▶ [Vorliegender Text]:
━━━━━━━━
Als der Urmensch von den Bäumen stieg, bestand sein erster Impuls nicht darin, Stühle zu bauen, sich ins Freie zu setzen und einander Neuheiten und interessante Gedankengänge zuzugrunzen. Nein, die Priorität war, Schutz vor den Elementen zu finden. Zuerst in Höhlen, danach in Zelten, Hütten, Häusern.

Seit Beendigung dieses Prozesses scheint die Evolution eine Schleife gezogen zu habe. Wenn ich an einem grausigen November- oder Dezemberabend – und ja, die Abende im Winter können grausig sein auf Mallorca! – von der Arbeit nach Hause fahre und in meinem Dorf ankomme, bietet sich, wenn nicht gerade ein Tornado mit Windstärke zwölf durch die Gassen hagelt, das folgende Bild: Vor der Dorfbar statt im warmen, gemütlichen Inneren sitzen mehrere Gestalten und machen auf behaglich. Die Rede ist nicht von verbannten Rauchern sondern von normalen Menschen.

Das Phänomen ist keineswegs auf mein Dorf beschränkt, oder auf Dörfler. Ich sehe das überall. Auch wenn ich einmal mit einem Grüppchen unterwegs bin und wir kehren ein und die Frage lautet: draußen oder drinnen, lautet die Antwort auch und gerade bei Nordländern: Na, draußen natürlich. Solange der Wind zu schwach ist, um ein gefülltes Sektglas umzupusten, sitzt man dann also draußen und alle schauen sich mit Hach-ist-das-schön-Gesichtern an, während sich bei mir ein Scott-am-Südpol-Feeling breitmacht.
━━━━━━━━
▶ [Unbearbeitete Zeilen]:
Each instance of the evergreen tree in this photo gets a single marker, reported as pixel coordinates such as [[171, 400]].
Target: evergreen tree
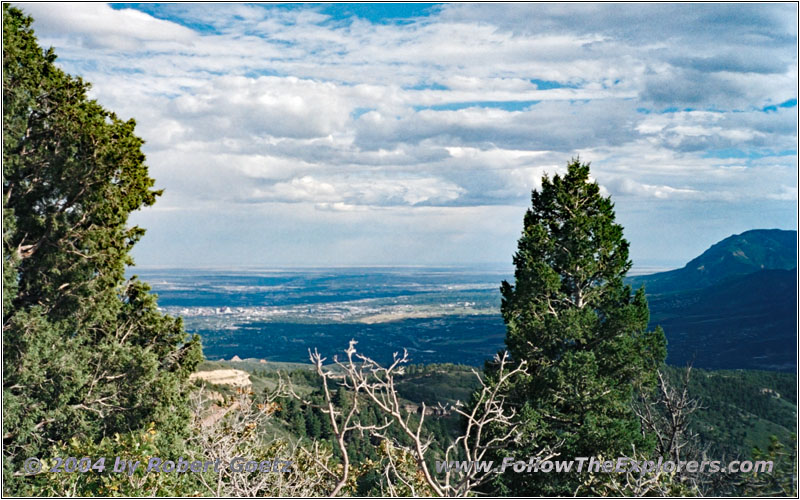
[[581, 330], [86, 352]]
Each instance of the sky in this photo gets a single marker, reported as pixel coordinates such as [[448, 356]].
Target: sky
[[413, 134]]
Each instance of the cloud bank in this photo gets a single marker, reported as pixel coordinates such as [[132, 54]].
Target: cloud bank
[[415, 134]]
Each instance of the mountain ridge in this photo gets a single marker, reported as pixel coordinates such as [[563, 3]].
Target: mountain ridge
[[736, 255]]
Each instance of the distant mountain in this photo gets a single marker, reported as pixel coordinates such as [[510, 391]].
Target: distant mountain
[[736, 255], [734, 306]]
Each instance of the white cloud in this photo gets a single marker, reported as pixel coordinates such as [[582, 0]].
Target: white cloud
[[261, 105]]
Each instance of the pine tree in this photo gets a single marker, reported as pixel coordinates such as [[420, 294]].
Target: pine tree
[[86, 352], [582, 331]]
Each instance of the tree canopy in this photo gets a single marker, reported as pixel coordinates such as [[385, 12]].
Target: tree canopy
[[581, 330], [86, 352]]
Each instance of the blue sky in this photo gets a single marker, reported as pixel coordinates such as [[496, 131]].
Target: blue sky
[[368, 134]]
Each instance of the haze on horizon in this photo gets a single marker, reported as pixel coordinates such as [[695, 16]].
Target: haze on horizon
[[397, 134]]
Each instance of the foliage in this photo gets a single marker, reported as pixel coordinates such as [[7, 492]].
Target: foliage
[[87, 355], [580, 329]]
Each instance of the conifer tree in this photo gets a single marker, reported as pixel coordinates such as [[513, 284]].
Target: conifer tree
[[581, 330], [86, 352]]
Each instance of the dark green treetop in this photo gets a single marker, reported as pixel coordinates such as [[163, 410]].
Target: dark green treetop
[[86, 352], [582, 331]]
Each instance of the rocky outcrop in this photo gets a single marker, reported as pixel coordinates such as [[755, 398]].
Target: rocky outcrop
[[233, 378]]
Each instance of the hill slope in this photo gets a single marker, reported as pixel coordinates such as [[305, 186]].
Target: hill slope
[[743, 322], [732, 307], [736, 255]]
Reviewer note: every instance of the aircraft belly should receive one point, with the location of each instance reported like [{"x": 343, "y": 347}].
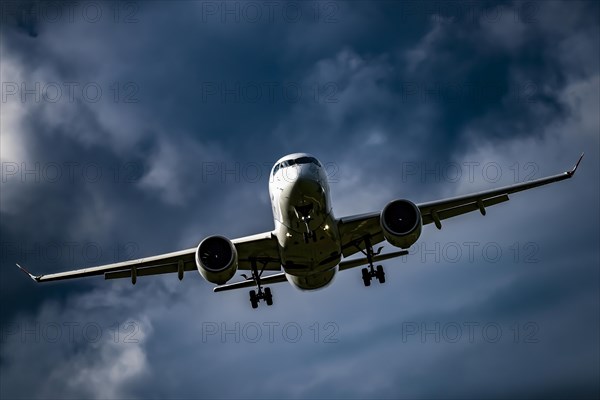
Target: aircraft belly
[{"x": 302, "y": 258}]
━━━━━━━━
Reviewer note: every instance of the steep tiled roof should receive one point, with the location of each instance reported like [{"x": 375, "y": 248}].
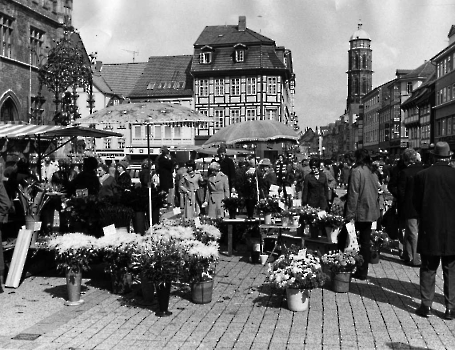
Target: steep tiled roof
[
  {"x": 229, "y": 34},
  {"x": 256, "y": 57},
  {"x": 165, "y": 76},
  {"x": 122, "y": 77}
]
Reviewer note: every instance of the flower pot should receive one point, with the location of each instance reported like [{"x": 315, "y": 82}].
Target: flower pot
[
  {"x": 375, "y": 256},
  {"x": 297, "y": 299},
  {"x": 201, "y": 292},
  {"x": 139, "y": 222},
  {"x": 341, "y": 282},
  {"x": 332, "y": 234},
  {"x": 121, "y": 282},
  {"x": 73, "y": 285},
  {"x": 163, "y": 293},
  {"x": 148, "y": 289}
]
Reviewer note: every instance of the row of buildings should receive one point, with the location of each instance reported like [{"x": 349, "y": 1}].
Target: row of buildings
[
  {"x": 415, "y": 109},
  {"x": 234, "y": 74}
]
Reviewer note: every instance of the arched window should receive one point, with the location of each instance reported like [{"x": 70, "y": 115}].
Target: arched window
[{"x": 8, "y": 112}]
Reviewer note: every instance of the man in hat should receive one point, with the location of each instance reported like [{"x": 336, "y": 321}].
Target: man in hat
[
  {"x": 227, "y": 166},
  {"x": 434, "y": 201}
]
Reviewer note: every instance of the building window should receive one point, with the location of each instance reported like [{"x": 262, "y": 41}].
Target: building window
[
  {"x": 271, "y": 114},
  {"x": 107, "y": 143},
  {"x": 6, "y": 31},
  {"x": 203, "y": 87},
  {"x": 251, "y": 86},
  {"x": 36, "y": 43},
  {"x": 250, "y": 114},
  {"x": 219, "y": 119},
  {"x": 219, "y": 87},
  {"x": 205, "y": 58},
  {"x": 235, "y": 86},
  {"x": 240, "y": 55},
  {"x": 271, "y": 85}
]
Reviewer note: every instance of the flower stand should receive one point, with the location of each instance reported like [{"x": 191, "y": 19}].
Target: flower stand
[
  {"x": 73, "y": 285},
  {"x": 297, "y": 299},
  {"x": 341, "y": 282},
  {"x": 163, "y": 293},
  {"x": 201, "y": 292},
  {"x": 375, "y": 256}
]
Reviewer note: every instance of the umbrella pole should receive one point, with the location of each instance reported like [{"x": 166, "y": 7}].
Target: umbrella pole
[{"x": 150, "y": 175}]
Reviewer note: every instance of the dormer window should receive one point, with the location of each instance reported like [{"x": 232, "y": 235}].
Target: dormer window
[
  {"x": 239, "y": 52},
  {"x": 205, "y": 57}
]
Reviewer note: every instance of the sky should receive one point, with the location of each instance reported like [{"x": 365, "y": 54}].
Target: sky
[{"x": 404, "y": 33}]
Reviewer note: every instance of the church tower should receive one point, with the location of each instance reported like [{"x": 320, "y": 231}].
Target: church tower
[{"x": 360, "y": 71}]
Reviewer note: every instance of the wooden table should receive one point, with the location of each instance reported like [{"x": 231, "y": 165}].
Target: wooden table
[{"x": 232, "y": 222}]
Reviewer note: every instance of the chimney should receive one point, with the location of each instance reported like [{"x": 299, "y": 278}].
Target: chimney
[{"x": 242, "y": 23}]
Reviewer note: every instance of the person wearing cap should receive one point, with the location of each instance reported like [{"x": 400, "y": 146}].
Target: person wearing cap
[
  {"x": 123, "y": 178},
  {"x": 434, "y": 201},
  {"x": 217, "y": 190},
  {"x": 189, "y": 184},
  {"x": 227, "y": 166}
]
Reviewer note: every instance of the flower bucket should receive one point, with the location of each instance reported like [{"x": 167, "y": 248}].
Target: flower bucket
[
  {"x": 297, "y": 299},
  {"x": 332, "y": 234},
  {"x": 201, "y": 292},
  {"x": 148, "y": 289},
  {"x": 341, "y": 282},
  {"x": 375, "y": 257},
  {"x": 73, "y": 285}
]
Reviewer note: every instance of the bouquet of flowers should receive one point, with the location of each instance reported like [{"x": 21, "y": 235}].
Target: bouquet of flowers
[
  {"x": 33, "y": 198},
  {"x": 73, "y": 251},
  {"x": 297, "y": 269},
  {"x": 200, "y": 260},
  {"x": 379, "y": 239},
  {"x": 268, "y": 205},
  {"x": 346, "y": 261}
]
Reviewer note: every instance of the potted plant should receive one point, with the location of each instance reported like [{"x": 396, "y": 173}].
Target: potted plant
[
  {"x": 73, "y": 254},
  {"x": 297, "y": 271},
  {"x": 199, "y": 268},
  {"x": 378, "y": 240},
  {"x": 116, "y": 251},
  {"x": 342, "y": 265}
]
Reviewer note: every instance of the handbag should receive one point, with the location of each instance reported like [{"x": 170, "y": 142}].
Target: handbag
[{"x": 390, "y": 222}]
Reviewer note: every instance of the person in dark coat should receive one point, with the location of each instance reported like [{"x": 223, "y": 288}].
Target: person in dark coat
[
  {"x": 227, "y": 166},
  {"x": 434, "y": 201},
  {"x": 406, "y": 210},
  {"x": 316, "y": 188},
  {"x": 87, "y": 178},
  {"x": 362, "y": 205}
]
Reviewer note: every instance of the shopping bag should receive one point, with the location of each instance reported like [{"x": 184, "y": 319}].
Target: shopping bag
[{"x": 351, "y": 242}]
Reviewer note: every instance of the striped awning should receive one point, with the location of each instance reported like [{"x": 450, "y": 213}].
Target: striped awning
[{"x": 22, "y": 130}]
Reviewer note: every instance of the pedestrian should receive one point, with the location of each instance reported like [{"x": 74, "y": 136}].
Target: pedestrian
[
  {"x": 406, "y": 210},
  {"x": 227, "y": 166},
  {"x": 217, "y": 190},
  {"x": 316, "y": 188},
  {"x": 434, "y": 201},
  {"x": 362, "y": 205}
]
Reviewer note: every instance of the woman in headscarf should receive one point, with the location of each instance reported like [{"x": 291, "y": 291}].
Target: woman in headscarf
━━━━━━━━
▶ [Aufgabenstellung]:
Kopiere aus dem Text über das Draußensitzen im Winter wortgetreu den Abschnitt zwischen „Als der Urmensch“ und „von normalen Menschen.“, beide Stellen einschließlich.

▶ [Vollständige Antwort]:
Als der Urmensch von den Bäumen stieg, bestand sein erster Impuls nicht darin, Stühle zu bauen, sich ins Freie zu setzen und einander Neuheiten und interessante Gedankengänge zuzugrunzen. Nein, die Priorität war, Schutz vor den Elementen zu finden. Zuerst in Höhlen, danach in Zelten, Hütten, Häusern.

Seit Beendigung dieses Prozesses scheint die Evolution eine Schleife gezogen zu habe. Wenn ich an einem grausigen November- oder Dezemberabend – und ja, die Abende im Winter können grausig sein auf Mallorca! – von der Arbeit nach Hause fahre und in meinem Dorf ankomme, bietet sich, wenn nicht gerade ein Tornado mit Windstärke zwölf durch die Gassen hagelt, das folgende Bild: Vor der Dorfbar statt im warmen, gemütlichen Inneren sitzen mehrere Gestalten und machen auf behaglich. Die Rede ist nicht von verbannten Rauchern sondern von normalen Menschen.